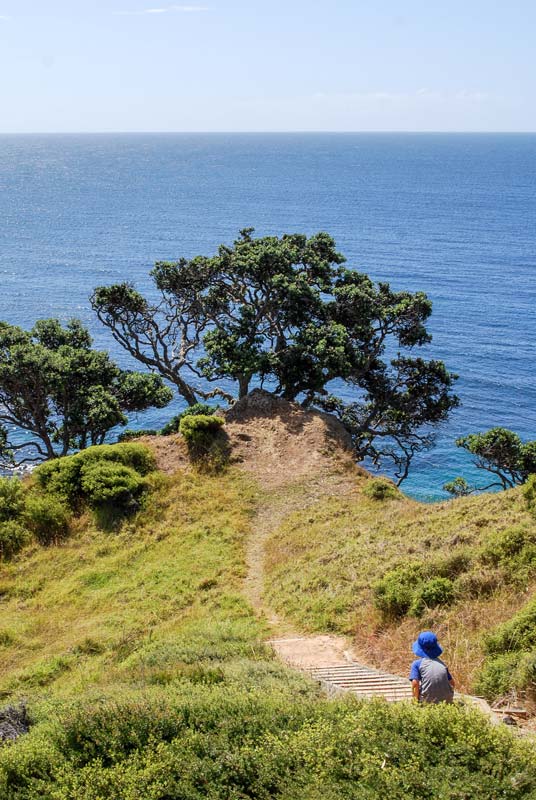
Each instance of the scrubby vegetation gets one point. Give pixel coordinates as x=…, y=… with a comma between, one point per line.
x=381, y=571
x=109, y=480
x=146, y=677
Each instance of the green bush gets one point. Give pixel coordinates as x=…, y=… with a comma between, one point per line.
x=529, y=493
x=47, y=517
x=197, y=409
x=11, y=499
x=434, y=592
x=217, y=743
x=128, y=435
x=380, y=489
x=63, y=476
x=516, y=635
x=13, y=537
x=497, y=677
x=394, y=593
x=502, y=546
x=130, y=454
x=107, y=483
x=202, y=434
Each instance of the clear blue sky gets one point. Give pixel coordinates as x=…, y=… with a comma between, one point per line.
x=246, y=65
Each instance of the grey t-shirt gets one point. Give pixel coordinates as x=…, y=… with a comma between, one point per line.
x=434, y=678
********************
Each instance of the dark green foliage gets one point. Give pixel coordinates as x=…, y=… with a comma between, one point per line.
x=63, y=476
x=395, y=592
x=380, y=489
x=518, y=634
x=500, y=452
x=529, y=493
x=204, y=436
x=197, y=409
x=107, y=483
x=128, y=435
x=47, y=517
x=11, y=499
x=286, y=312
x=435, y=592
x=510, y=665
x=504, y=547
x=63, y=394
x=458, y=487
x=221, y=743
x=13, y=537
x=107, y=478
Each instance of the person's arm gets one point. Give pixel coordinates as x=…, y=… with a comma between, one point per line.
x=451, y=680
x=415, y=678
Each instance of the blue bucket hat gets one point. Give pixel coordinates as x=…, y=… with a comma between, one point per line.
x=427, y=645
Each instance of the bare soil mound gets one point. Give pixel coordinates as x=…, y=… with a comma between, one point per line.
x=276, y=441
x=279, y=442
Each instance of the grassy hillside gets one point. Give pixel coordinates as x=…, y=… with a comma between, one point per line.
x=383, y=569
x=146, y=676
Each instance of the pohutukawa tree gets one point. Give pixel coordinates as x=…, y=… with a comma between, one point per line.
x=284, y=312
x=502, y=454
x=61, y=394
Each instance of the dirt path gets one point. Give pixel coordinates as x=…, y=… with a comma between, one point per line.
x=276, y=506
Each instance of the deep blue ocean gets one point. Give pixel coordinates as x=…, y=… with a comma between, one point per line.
********************
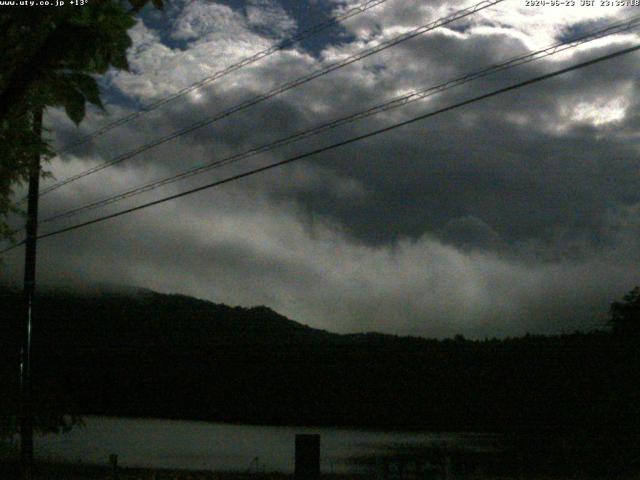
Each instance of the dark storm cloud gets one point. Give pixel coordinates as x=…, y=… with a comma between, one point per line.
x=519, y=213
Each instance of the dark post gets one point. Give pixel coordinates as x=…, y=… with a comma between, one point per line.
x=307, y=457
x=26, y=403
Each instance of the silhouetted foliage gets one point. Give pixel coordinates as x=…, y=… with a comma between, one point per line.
********************
**Exercise objective:** Copy out the records word for word, from the line containing "Each instance of the dark post" down to the line containing "Each instance of the silhouetted", with both of those lines included.

**Worked solution:**
Each instance of the dark post gets one point. Give pixel coordinates as x=…, y=… with a comma between, one point per line.
x=307, y=457
x=26, y=403
Each instance of the silhouetted foliage gets one point. Give pixel coordinates as x=…, y=… with a comma between, one point per line.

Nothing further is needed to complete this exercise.